*Activity:* Within the entries below, find every line that has the string "silhouette", then copy it.

[Data records]
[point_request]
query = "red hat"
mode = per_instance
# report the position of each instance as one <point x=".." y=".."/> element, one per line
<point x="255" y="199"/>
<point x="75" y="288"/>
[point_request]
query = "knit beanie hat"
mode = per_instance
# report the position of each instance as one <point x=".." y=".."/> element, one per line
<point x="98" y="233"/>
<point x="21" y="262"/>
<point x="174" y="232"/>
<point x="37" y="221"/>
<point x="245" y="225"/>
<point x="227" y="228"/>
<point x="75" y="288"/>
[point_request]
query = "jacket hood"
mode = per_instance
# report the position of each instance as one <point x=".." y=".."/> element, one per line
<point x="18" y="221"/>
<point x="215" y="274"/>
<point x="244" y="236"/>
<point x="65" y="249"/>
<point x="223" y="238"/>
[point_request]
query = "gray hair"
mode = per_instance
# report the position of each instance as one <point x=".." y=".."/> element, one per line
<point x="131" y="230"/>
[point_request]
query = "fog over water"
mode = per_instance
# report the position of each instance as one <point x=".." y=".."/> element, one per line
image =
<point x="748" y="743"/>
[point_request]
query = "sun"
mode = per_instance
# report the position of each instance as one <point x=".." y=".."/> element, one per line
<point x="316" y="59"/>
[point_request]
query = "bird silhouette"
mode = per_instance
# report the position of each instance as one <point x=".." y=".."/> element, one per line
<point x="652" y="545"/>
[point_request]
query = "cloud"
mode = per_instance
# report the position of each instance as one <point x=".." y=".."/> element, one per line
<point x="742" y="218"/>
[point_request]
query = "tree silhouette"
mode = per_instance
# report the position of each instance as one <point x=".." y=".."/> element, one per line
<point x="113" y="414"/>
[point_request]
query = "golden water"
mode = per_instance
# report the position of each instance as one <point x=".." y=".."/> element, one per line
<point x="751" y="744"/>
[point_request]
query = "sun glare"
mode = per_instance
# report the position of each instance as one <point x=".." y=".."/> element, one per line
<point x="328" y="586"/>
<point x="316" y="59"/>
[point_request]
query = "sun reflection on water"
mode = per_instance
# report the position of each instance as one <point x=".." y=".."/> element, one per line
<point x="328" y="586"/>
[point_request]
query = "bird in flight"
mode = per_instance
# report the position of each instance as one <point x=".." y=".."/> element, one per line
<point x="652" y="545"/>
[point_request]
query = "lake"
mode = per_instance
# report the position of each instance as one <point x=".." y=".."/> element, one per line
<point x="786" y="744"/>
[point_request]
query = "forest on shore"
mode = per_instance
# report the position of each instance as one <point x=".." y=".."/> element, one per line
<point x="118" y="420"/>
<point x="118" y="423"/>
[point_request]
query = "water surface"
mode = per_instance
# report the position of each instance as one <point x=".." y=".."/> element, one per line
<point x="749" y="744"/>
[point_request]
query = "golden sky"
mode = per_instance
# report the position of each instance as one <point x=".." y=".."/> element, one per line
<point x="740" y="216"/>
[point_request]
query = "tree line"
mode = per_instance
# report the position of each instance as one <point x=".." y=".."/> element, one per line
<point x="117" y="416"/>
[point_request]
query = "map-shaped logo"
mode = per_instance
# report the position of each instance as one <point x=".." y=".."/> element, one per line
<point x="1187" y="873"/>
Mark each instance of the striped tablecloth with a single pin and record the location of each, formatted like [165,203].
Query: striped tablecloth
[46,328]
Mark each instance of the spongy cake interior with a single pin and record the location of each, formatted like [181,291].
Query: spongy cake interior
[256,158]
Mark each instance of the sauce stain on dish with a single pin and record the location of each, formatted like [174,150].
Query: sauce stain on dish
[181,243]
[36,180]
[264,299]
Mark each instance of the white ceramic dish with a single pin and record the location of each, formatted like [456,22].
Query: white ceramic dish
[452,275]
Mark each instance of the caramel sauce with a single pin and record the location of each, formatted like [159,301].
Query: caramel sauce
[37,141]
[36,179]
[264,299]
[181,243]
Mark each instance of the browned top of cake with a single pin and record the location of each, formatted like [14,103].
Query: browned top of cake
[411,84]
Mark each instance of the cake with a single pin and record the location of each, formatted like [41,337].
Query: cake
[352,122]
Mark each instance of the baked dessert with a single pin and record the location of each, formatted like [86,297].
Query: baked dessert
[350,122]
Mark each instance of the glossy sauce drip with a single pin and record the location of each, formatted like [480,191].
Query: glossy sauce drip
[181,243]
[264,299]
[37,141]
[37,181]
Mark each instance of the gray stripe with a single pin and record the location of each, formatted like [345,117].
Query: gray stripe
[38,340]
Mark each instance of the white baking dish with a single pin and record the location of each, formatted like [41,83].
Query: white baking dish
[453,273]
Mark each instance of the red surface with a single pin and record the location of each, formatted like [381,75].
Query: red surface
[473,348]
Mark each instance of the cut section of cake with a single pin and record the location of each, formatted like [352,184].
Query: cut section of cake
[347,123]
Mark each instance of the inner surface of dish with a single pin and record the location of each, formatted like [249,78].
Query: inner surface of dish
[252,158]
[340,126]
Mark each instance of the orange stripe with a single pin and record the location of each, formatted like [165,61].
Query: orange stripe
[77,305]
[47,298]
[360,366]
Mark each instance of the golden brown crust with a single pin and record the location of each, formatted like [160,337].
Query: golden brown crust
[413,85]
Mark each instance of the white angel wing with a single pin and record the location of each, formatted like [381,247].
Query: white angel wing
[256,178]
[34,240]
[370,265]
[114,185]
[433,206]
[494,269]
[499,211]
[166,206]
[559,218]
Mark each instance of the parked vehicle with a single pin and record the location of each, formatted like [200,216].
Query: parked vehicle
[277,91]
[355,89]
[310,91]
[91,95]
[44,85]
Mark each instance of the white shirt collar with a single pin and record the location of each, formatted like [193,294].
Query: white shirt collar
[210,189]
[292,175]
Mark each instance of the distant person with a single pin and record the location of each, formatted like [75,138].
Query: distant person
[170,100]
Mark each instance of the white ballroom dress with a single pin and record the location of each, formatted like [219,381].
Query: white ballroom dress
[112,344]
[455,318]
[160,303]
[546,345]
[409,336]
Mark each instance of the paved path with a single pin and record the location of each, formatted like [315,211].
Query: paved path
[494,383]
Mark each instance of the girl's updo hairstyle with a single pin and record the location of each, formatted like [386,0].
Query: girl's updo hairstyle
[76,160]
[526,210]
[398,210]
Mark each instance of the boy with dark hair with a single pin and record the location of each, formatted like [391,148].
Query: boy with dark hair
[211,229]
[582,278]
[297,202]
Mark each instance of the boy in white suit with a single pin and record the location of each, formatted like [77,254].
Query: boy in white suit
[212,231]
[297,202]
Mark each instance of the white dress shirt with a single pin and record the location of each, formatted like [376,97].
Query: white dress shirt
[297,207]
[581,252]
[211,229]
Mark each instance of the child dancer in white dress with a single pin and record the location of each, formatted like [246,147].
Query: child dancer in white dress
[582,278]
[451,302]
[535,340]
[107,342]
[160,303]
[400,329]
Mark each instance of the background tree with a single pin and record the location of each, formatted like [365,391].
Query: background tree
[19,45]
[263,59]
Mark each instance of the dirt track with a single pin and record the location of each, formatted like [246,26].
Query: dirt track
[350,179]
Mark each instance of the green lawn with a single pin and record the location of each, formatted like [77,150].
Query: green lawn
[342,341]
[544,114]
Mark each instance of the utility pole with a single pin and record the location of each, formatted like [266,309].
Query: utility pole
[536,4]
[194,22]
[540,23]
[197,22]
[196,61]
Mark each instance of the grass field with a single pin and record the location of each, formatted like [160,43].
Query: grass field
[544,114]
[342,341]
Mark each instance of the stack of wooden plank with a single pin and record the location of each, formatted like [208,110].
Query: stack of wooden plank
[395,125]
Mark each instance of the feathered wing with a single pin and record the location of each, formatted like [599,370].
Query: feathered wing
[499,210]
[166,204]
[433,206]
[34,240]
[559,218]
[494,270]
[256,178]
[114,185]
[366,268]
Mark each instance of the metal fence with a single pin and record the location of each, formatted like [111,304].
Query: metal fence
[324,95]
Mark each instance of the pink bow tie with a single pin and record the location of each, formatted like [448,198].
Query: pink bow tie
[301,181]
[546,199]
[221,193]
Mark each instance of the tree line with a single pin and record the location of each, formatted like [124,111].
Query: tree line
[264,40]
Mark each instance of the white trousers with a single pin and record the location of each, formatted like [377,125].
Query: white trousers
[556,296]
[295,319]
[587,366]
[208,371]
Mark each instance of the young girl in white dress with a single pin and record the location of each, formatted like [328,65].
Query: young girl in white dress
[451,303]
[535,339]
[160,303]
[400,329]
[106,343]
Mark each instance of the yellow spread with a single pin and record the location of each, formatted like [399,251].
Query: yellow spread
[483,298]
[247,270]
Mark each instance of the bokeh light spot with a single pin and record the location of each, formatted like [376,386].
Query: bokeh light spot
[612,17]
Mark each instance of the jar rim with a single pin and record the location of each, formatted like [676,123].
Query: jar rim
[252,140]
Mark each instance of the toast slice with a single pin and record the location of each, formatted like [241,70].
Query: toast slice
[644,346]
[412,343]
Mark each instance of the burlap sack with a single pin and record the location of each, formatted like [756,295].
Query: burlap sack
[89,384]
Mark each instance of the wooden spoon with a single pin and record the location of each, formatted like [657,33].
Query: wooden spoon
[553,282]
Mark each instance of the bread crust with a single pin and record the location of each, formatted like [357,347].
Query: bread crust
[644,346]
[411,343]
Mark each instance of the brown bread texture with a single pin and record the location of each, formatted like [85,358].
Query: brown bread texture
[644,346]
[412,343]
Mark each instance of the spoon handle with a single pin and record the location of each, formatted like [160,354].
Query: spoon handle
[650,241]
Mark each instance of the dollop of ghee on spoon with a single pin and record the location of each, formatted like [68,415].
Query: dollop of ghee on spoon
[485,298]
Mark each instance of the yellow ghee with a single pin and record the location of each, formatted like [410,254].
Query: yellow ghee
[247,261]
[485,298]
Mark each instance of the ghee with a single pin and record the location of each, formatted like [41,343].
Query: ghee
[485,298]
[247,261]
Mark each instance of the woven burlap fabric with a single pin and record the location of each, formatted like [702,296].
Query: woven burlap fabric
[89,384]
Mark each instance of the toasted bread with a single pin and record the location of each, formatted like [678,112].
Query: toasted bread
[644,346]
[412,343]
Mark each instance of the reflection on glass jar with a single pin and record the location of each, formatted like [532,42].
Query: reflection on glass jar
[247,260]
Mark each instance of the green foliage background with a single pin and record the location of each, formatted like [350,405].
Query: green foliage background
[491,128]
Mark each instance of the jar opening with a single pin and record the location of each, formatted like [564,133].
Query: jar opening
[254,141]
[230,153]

*Solved exercise:*
query = "bird silhouette"
query = "tree silhouette"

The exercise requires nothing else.